**ASSIGNMENT:** Could you return only the lines that run from the line with "Exercise. Point out the metal" through the final line of the data, exactly as they stand?

[Opening INFORMATION SHOWN section]

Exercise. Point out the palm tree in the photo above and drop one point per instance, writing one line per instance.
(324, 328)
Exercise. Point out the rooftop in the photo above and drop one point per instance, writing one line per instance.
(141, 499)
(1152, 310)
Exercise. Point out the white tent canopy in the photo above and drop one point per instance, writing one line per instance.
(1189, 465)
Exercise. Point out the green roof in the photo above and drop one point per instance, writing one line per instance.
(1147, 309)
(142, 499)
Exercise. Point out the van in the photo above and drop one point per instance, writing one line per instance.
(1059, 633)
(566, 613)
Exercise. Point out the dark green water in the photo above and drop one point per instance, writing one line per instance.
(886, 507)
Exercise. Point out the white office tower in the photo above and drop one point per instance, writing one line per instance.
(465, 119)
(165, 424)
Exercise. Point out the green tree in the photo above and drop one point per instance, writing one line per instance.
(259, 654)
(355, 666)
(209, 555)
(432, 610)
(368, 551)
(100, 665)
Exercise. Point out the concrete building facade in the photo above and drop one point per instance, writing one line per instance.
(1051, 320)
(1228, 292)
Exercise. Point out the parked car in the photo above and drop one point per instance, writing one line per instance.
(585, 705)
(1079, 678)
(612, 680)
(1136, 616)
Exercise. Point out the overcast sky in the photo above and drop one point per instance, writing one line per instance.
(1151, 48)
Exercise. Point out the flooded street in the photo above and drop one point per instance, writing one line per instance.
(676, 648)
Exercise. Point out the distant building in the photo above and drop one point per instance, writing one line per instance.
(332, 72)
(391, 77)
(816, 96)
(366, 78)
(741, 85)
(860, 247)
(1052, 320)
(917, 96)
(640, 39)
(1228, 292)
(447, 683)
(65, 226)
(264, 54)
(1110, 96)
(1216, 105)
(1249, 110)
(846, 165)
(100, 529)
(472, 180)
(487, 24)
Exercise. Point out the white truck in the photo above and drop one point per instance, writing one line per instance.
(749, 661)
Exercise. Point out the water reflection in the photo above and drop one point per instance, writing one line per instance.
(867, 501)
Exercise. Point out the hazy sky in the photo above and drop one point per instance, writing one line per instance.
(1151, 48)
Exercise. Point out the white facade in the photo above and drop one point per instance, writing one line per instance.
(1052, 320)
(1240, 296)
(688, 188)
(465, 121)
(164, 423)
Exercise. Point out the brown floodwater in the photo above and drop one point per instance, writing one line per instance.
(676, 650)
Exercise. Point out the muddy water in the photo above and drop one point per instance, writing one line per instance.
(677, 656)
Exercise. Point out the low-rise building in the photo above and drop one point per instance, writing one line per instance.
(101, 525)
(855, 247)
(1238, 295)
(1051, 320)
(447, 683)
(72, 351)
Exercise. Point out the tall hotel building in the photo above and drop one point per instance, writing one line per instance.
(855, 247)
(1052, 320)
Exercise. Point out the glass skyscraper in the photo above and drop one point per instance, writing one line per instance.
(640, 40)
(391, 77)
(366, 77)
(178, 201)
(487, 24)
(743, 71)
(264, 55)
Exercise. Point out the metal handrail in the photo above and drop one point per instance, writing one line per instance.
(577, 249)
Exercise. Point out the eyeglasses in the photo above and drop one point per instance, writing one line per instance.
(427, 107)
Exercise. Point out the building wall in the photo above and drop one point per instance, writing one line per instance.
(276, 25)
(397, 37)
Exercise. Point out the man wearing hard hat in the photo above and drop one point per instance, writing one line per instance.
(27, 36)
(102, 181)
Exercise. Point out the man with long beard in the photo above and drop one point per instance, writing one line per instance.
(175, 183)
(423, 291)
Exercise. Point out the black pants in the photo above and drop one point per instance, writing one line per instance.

[Closing INFORMATION SHOWN section]

**TASK RESULT:**
Exercise. Point out the metal handrail in the photo above and drop one point per instance, writing one line per instance.
(577, 249)
Exercise. Point out the eyeglasses in the photo above and drop one point per instance, writing one line per instance.
(427, 107)
Exercise. Point out the building wall in the photo above and drop one point per instance, writing one line per instance.
(276, 25)
(397, 37)
Exercise. Point out the man wearing hard hat in the photo above and drop one point per instance, writing one line per instance.
(27, 36)
(102, 181)
Exercise. Point out the man with long beard in the photo above and drop one point per instance, writing one line per instance.
(175, 183)
(423, 291)
Exercise. Point out the black pants in the photo above and drop one point per instance, writing one line per instance.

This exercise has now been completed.